Votre objectif: Disposez toutes les lignes des items ci-dessous en tableau Markdown à deux colonnes, « N° » et « Ligne », avec le numéro de rang dans la première et le texte de la ligne dans la seconde. Omettez les lignes vides.

--- Données sources ---

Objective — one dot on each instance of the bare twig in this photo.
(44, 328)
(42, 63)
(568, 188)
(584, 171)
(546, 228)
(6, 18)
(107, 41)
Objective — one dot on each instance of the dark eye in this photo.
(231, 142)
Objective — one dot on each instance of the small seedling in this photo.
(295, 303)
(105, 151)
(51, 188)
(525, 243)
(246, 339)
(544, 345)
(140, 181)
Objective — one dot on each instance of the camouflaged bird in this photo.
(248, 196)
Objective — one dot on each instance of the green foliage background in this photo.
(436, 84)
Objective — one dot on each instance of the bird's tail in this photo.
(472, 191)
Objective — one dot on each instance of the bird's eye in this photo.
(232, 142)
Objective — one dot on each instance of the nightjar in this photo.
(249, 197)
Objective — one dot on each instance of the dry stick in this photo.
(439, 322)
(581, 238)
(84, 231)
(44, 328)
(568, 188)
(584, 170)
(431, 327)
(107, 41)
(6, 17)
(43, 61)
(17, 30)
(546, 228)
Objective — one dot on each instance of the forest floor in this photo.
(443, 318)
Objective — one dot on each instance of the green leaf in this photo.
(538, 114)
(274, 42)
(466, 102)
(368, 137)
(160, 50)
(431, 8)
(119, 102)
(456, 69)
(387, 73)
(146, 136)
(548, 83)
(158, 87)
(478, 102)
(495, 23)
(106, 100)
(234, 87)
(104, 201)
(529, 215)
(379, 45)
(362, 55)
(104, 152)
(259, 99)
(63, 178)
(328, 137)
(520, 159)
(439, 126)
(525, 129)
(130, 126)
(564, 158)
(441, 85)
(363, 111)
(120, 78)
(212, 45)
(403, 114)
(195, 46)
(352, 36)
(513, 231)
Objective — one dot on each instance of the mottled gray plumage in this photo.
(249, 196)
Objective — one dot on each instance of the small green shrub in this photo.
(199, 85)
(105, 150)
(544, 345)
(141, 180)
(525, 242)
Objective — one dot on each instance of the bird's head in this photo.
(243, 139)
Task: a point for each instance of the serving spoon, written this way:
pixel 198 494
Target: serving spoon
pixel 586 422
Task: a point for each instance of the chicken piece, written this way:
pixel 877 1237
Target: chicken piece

---

Bonne réponse:
| N° | Ligne |
|---|---|
| 1 | Objective — one dot on each instance of the bare twig in this photo. |
| 2 | (44, 328) |
| 3 | (42, 63) |
| 4 | (568, 188) |
| 5 | (584, 171) |
| 6 | (546, 228) |
| 7 | (6, 18) |
| 8 | (107, 41) |
| 9 | Objective — one dot on each instance of the dark eye in this photo. |
| 10 | (231, 142) |
| 11 | Objective — one dot on each instance of the small seedling in this photo. |
| 12 | (295, 303) |
| 13 | (105, 151) |
| 14 | (51, 188) |
| 15 | (525, 243) |
| 16 | (246, 339) |
| 17 | (544, 345) |
| 18 | (140, 181) |
| 19 | Objective — one dot on each instance of the camouflaged bird in this photo. |
| 20 | (248, 196) |
| 21 | Objective — one dot on each instance of the green foliage background in this photo. |
| 22 | (436, 84) |
| 23 | Objective — one dot on each instance of the bird's tail in this photo. |
| 24 | (472, 191) |
| 25 | Objective — one dot on each instance of the bird's eye in this photo. |
| 26 | (232, 142) |
| 27 | Objective — one dot on each instance of the nightjar in this photo. |
| 28 | (249, 197) |
| 29 | Objective — one dot on each instance of the dry stick in this photo. |
| 30 | (439, 322) |
| 31 | (581, 238) |
| 32 | (84, 231) |
| 33 | (44, 328) |
| 34 | (568, 188) |
| 35 | (584, 170) |
| 36 | (431, 327) |
| 37 | (107, 41) |
| 38 | (6, 17) |
| 39 | (43, 61) |
| 40 | (17, 30) |
| 41 | (546, 228) |
| 42 | Objective — one dot on each instance of the forest floor in this photo. |
| 43 | (443, 318) |
| 44 | Objective — one dot on each instance of the green leaf in this photo. |
| 45 | (538, 114) |
| 46 | (274, 42) |
| 47 | (466, 102) |
| 48 | (368, 137) |
| 49 | (160, 50) |
| 50 | (431, 8) |
| 51 | (119, 102) |
| 52 | (456, 69) |
| 53 | (387, 73) |
| 54 | (146, 136) |
| 55 | (548, 83) |
| 56 | (158, 87) |
| 57 | (478, 102) |
| 58 | (495, 23) |
| 59 | (106, 100) |
| 60 | (234, 87) |
| 61 | (104, 201) |
| 62 | (529, 215) |
| 63 | (379, 45) |
| 64 | (362, 55) |
| 65 | (104, 152) |
| 66 | (259, 99) |
| 67 | (63, 178) |
| 68 | (328, 137) |
| 69 | (520, 159) |
| 70 | (439, 126) |
| 71 | (525, 129) |
| 72 | (130, 126) |
| 73 | (564, 158) |
| 74 | (441, 85) |
| 75 | (363, 111) |
| 76 | (120, 78) |
| 77 | (212, 45) |
| 78 | (403, 114) |
| 79 | (195, 46) |
| 80 | (352, 36) |
| 81 | (513, 231) |
| 82 | Objective — one dot on each instance of the mottled gray plumage in this photo. |
| 83 | (249, 196) |
| 84 | Objective — one dot on each instance of the small green shrub in this photo. |
| 85 | (199, 85) |
| 86 | (105, 150) |
| 87 | (544, 345) |
| 88 | (141, 180) |
| 89 | (525, 242) |
| 90 | Objective — one dot on each instance of the bird's head in this photo. |
| 91 | (243, 139) |
| 92 | Task: a point for each instance of the serving spoon, written this way: |
| 93 | pixel 198 494 |
| 94 | Target: serving spoon |
| 95 | pixel 586 422 |
| 96 | Task: a point for each instance of the chicken piece, written this way: |
| 97 | pixel 877 1237 |
| 98 | Target: chicken piece |